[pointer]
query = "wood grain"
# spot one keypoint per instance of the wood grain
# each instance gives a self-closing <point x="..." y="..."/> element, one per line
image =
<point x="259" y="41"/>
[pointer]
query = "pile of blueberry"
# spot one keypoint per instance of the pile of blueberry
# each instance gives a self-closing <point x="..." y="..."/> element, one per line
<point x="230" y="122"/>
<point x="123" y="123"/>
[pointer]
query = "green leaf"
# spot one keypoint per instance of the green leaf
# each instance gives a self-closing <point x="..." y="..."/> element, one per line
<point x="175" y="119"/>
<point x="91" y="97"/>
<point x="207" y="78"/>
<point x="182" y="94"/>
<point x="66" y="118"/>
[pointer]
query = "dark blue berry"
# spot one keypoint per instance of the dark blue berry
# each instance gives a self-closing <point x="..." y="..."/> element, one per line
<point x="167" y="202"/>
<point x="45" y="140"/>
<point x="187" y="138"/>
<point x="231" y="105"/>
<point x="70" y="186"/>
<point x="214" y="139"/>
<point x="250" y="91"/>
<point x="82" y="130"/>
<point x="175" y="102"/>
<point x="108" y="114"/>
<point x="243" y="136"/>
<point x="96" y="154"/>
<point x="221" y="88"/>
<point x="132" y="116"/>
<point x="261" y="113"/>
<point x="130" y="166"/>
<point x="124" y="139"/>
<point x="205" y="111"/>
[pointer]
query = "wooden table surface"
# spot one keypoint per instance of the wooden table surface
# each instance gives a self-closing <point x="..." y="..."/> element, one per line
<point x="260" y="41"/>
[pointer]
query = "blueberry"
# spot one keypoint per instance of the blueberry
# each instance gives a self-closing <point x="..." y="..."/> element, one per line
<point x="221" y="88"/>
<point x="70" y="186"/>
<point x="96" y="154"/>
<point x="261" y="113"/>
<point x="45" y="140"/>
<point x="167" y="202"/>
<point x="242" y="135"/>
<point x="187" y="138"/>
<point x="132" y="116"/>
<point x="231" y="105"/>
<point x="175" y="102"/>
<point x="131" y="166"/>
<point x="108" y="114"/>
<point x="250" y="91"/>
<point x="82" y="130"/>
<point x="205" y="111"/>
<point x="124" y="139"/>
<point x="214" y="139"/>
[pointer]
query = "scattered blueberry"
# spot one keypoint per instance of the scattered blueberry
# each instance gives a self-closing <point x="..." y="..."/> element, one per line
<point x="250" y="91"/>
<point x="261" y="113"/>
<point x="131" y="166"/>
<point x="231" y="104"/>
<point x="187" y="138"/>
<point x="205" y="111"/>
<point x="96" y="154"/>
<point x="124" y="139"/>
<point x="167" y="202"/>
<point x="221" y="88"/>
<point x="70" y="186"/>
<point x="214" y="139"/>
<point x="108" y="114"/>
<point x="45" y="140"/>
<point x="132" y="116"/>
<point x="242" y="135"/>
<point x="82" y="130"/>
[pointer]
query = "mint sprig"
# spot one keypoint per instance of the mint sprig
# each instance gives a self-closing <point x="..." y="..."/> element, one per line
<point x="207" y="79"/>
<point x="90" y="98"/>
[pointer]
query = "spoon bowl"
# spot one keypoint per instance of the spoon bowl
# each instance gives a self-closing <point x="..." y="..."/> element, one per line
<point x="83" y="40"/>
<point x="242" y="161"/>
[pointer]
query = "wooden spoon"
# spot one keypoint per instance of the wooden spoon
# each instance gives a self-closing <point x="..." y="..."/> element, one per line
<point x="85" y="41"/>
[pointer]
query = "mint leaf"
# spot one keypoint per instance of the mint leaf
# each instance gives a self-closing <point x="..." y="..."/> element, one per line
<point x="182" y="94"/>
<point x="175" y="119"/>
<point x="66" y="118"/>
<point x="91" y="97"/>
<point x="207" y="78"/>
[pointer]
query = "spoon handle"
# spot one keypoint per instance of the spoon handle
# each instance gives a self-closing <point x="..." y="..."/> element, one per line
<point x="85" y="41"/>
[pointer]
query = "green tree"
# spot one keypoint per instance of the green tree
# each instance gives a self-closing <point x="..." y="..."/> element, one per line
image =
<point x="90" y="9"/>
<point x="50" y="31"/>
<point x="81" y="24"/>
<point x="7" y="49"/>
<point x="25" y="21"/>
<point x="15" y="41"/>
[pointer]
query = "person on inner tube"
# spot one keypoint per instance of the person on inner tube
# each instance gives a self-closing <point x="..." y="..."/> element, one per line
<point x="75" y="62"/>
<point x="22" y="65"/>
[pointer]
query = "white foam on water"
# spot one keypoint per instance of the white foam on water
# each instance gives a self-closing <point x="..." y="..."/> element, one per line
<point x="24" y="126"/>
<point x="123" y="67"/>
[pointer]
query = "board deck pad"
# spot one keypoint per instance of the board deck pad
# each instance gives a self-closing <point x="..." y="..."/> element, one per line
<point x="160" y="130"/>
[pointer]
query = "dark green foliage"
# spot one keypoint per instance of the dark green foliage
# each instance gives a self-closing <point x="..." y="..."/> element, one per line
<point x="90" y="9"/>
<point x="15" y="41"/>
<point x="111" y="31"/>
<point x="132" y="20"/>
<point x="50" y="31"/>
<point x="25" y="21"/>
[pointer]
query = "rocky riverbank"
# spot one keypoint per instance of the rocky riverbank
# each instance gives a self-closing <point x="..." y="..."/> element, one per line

==============================

Using the listing above, retype each line exactly.

[pointer]
query = "wood grain"
# spot one keypoint per instance of the wood grain
# each instance gives a self-closing <point x="..." y="..."/> element, one per line
image =
<point x="259" y="41"/>
[pointer]
query = "pile of blueberry"
# spot one keypoint per instance of the pile of blueberry
# each instance gives a self-closing <point x="..." y="..."/> element, one per line
<point x="230" y="122"/>
<point x="123" y="123"/>
[pointer]
query = "green leaf"
# spot one keypoint per instance of the green leaf
# each instance gives a self-closing <point x="..." y="..."/> element, one per line
<point x="175" y="119"/>
<point x="91" y="97"/>
<point x="207" y="78"/>
<point x="182" y="94"/>
<point x="66" y="118"/>
[pointer]
query = "dark blue berry"
# spot one keypoint per instance of the dark blue berry
# each instance gives a self-closing <point x="..." y="..."/> element, one per line
<point x="167" y="202"/>
<point x="45" y="140"/>
<point x="187" y="138"/>
<point x="231" y="105"/>
<point x="70" y="186"/>
<point x="214" y="139"/>
<point x="250" y="91"/>
<point x="82" y="130"/>
<point x="175" y="102"/>
<point x="108" y="114"/>
<point x="243" y="136"/>
<point x="96" y="154"/>
<point x="221" y="88"/>
<point x="132" y="116"/>
<point x="261" y="113"/>
<point x="130" y="166"/>
<point x="124" y="139"/>
<point x="205" y="111"/>
[pointer]
query = "wooden table surface"
# spot one keypoint per instance of the wooden table surface
# each instance gives a self-closing <point x="..." y="..."/> element, one per line
<point x="260" y="41"/>
[pointer]
query = "blueberry"
# spot one keypoint per instance of the blueberry
# each instance gives a self-closing <point x="..." y="..."/> element, one per line
<point x="221" y="88"/>
<point x="70" y="186"/>
<point x="96" y="154"/>
<point x="261" y="113"/>
<point x="45" y="140"/>
<point x="167" y="202"/>
<point x="242" y="135"/>
<point x="187" y="138"/>
<point x="132" y="116"/>
<point x="231" y="105"/>
<point x="175" y="102"/>
<point x="131" y="166"/>
<point x="108" y="114"/>
<point x="250" y="91"/>
<point x="82" y="130"/>
<point x="205" y="111"/>
<point x="124" y="139"/>
<point x="214" y="139"/>
[pointer]
query = "scattered blueberry"
# spot one keypoint per instance of the scattered blueberry
# each instance gives a self-closing <point x="..." y="..."/> element, one per line
<point x="250" y="91"/>
<point x="261" y="113"/>
<point x="131" y="166"/>
<point x="231" y="104"/>
<point x="187" y="138"/>
<point x="205" y="111"/>
<point x="96" y="154"/>
<point x="124" y="139"/>
<point x="167" y="202"/>
<point x="221" y="88"/>
<point x="70" y="186"/>
<point x="214" y="139"/>
<point x="108" y="114"/>
<point x="45" y="140"/>
<point x="132" y="116"/>
<point x="242" y="135"/>
<point x="82" y="130"/>
[pointer]
query = "mint sprig"
# spot one keypoint per instance of the mint sprig
# each instance gives a self-closing <point x="..." y="..."/> element, one per line
<point x="207" y="79"/>
<point x="90" y="98"/>
[pointer]
query = "spoon bowl"
# spot one keypoint per instance of the spoon bowl
# each instance gives a self-closing <point x="..." y="..."/> element, one per line
<point x="83" y="40"/>
<point x="242" y="161"/>
[pointer]
query = "wooden spoon"
# spot one keypoint per instance of the wooden spoon
# each instance gives a self-closing <point x="..." y="..."/> element, one per line
<point x="85" y="41"/>
[pointer]
query = "mint leaf"
# spot one keypoint per instance of the mint leaf
# each instance gives a self-closing <point x="..." y="..."/> element, one per line
<point x="182" y="94"/>
<point x="175" y="119"/>
<point x="66" y="118"/>
<point x="91" y="97"/>
<point x="207" y="78"/>
[pointer]
query = "spoon handle"
# spot one keypoint per instance of the spoon handle
# each instance gives a self-closing <point x="..." y="..."/> element, one per line
<point x="85" y="41"/>
[pointer]
query = "green tree"
# spot one keypoint per instance of the green tree
# each instance gives a self-closing <point x="..." y="..."/> element, one per line
image =
<point x="90" y="9"/>
<point x="50" y="31"/>
<point x="81" y="24"/>
<point x="7" y="49"/>
<point x="25" y="21"/>
<point x="15" y="41"/>
[pointer]
query = "person on inner tube"
# spot one keypoint per instance of the person on inner tube
# each instance gives a self-closing <point x="..." y="..."/> element, one per line
<point x="75" y="62"/>
<point x="22" y="65"/>
[pointer]
query = "white foam on water"
# spot one keypoint per instance of the white foam on water
# each instance gives a self-closing <point x="..." y="..."/> element, one per line
<point x="24" y="126"/>
<point x="123" y="67"/>
[pointer]
query = "board deck pad"
# spot one keypoint per instance of the board deck pad
# each instance gives a self-closing <point x="..." y="..."/> element, one per line
<point x="160" y="130"/>
[pointer]
query = "dark green foliage"
# spot one keypoint per instance of the dark green foliage
# each instance gives a self-closing <point x="..." y="..."/> element, one per line
<point x="90" y="9"/>
<point x="15" y="41"/>
<point x="111" y="31"/>
<point x="132" y="20"/>
<point x="50" y="31"/>
<point x="25" y="21"/>
[pointer]
query = "rocky riverbank"
# spot one keypoint per instance of the rocky riverbank
# each instance gives a self-closing <point x="..." y="..."/> element, one per line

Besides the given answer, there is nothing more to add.